• [Seitenauszug]:

Emotionen und Gefühle begleiten uns auf Schritt und Tritt – oft ohne, dass wir sie bewusst wahrnehmen. Sie beeinflussen unsere Gedanken, unser Verhalten und unsere Entscheidungen. Emotionen sind dabei kraftvolle Impulse, die unser Handeln oft blitzschnell beeinflussen. Gefühle hingegen sind die bewusste Nachhallwirkung dieser körperlichen Reaktionen. Wer seine Emotionen und Gefühle besser versteht, kann bewusster mit ihnen umgehen – und dadurch mehr Gelassenheit und Lebensfreude gewinnen.
Emotionen oder Gefühle – was ist was?
Die Begriffe „Emotion“ und „Gefühl“ werden im Alltag oft synonym verwendet – jedoch gibt es zwischen den beiden einen entscheidenden Unterschied:
Emotionen sind blitzschnelle, automatische Reaktionen auf äußere oder innere Reize. Sie äußern sich körperlich z. B. durch Herzklopfen, Muskelanspannung oder flaues Bauchgefühl. Typische Emotionen sind Angst, Wut, Ekel, Trauer oder Freude. Sie dienen als schnelle Bioregulation, um unser Überleben zu sichern.

• [Daten zur Aufgabe]:
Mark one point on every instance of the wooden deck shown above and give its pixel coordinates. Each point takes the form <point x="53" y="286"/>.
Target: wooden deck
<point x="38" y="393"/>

---

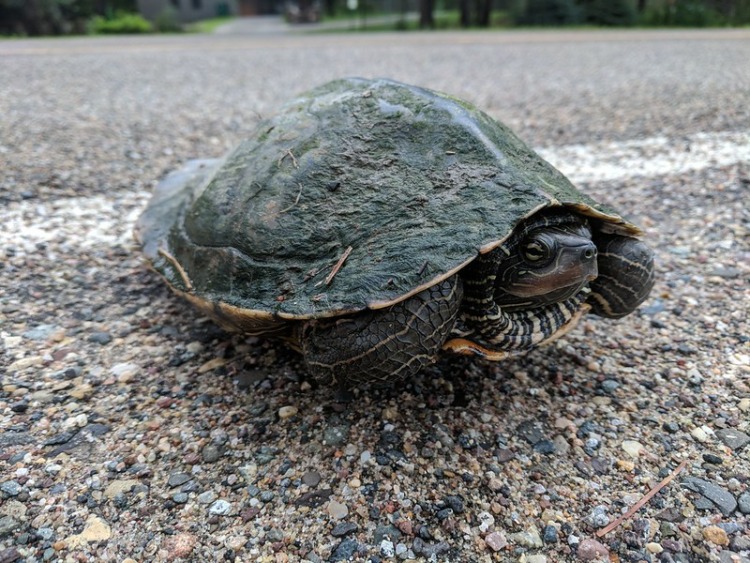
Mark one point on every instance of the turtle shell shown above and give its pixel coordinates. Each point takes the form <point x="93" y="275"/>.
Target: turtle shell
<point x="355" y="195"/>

• [Aufgaben zur Übung]:
[A] Nenne alle Emotionen, die im Seitenauszug als typisch aufgeführt werden.
[B] Gib an, wie viele Zeilen die Zeichenfolge „wooden“ enthalten, wobei Groß- und Kleinschreibung zählt. Antworte nur mit der Zahl.
Der Seitenauszug und die Zeilen stehen in keinem Zusammenhang miteinander.

• [Lösungen]:
[A] Angst, Wut, Ekel, Trauer, Freude

[B] 2